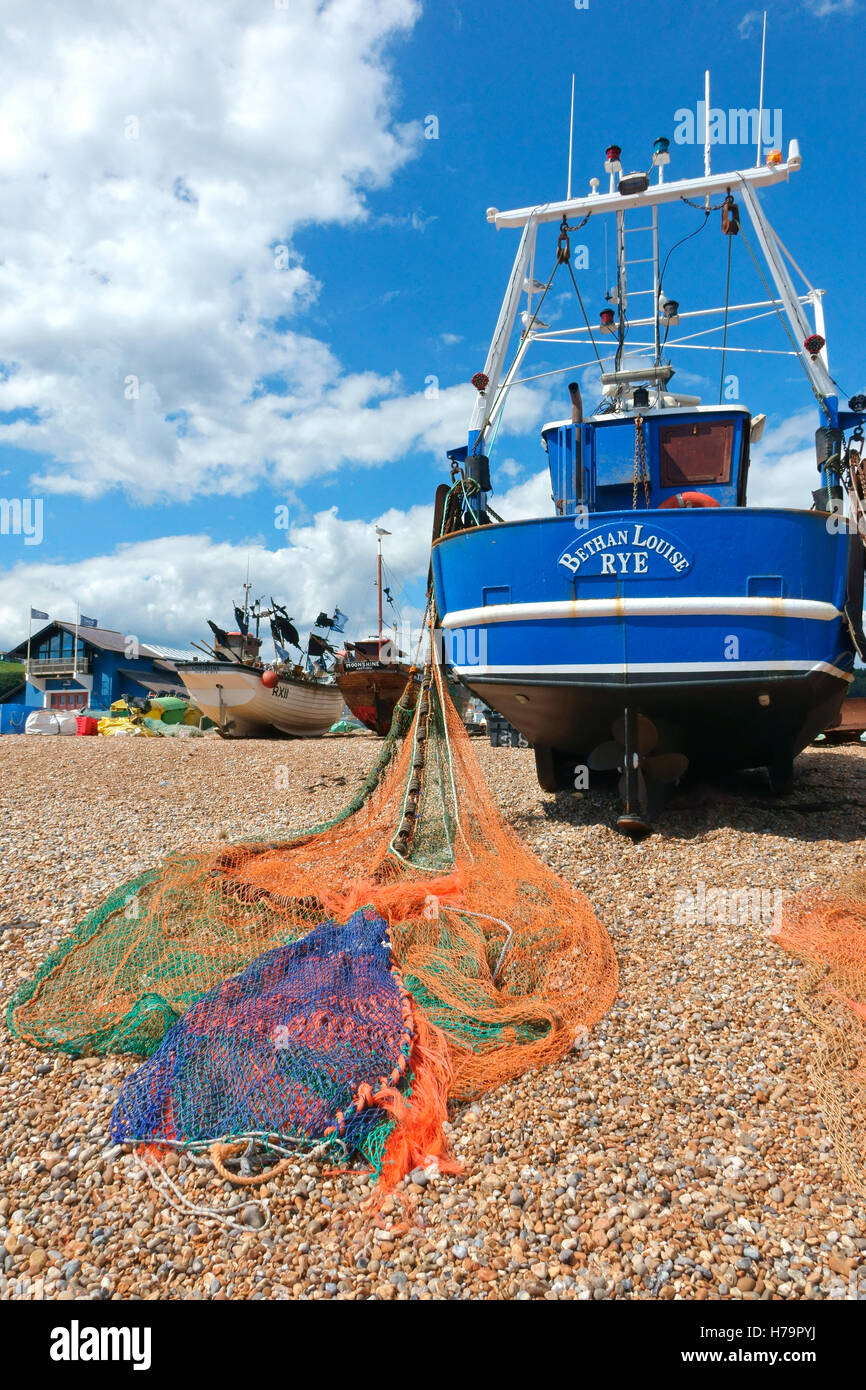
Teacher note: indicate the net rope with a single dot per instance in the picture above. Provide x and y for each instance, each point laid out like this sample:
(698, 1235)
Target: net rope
(406, 951)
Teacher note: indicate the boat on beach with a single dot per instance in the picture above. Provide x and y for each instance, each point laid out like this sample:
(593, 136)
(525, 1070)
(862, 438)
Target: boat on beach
(656, 620)
(373, 673)
(248, 699)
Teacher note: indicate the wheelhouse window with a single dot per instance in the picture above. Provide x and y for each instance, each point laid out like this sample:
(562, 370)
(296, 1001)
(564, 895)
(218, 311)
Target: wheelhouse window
(697, 452)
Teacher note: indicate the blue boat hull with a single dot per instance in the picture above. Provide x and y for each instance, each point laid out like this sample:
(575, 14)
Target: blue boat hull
(724, 626)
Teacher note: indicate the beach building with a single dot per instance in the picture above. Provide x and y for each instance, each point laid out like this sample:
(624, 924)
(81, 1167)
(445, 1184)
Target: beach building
(75, 666)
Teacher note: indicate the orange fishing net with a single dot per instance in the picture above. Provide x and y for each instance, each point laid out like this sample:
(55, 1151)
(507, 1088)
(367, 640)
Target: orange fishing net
(505, 963)
(829, 931)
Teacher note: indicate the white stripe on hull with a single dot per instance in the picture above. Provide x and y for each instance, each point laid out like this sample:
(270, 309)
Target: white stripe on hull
(651, 667)
(292, 706)
(684, 606)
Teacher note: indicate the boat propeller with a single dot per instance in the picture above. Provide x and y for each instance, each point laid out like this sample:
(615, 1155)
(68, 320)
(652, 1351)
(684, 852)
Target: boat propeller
(631, 751)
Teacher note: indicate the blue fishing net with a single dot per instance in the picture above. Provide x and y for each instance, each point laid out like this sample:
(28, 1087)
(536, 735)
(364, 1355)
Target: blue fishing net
(289, 1048)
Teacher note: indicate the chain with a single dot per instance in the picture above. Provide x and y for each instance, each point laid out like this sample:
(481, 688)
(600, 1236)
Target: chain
(640, 464)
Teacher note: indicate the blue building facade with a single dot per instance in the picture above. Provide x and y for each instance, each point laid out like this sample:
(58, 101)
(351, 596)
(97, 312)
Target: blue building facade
(91, 669)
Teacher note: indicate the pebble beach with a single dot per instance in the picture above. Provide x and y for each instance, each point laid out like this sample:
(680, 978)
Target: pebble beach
(679, 1153)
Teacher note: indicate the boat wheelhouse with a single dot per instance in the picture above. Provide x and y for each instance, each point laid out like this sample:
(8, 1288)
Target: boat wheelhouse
(656, 619)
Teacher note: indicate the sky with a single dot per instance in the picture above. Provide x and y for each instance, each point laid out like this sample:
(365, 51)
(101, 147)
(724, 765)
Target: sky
_ _ _
**What is expected**
Could you copy every record above exactly, leaving out the pictures?

**Problem solution**
Teacher note: indicate the net rope with a single dot per instance in the picture above. Provide x and y for each instance, each point laid out like this sample:
(698, 1235)
Target: net rope
(406, 951)
Teacher note: indicate the boat on beach with a single dot per instance in the picture above. Provide x and y for each instance, each point laid out like this sample:
(593, 136)
(525, 1070)
(862, 438)
Target: boat on beach
(656, 620)
(373, 673)
(248, 699)
Teacher note: indicate the wheelhouse window with a single dot per instance in the picture above. Provide x and y for each instance, each point laid out like this sample:
(562, 370)
(296, 1001)
(564, 895)
(218, 311)
Target: wheelhouse window
(697, 452)
Teacher note: indicate the blue boat hull with a single dot per instance in the picture above. Provide x and y for each instance, each point laid out like this sample:
(575, 14)
Target: blue boat hull
(724, 626)
Teacher note: indicate the beach building with a single dot per instance in the picture above. Provide x and y for each instance, each point laid out like this sample:
(624, 924)
(81, 1167)
(445, 1184)
Target: beach building
(75, 666)
Teacher note: indicate the orange fishing net with a single dot per instance in the picture above. Provide x and y for each instance, each point laid out like this sample:
(55, 1151)
(507, 1088)
(367, 640)
Target: orange fishing net
(505, 963)
(829, 931)
Teacher note: indicate the white stripe on hull with a single dot per instance in the picture above. Provide x and y for each instance, each point laid out like this sample:
(270, 309)
Target: white stripe on hull
(651, 667)
(292, 706)
(684, 606)
Teacher note: indicate the boat propeller with a single dot per instance in the picture above. Provide x and y for each instance, each point laid out like this sample:
(615, 1155)
(68, 320)
(652, 1351)
(684, 852)
Target: boat propeller
(631, 751)
Teacher note: indicate the blue fishing net with a single dot per instance in the picture above. Provide x and y for each instance, each point laid out like this sample:
(28, 1087)
(536, 735)
(364, 1355)
Target: blue fishing net
(289, 1048)
Teacher note: indicate the chain with a single dot per instance in the picture above. Provide x and y for each instance, each point laid out like this sample:
(481, 688)
(600, 1236)
Target: chain
(640, 464)
Teacher note: indicate the blue building facade with a single dot per instance in the picture above. Provide x and y for each instance, each point laid out like this sample:
(58, 101)
(351, 596)
(97, 312)
Target: blue building facade
(91, 669)
Teacher note: indicate the pebble beach with a single dot per instance in the picture above. Provide x and y for each instance, each point laid out like this sample:
(680, 978)
Target: pebble beach
(679, 1153)
Teacher note: indicate the boat wheelhouse with a single dot per instance in the picture above. Provide x and y for each instance, each point laid out like this sample:
(8, 1288)
Target: boat wheelhouse
(656, 619)
Teacher note: indicate the sky with a single dot per instance in the picture above. Provide x and y for each instance, each point laid out like this sample:
(365, 51)
(101, 147)
(724, 765)
Target: sky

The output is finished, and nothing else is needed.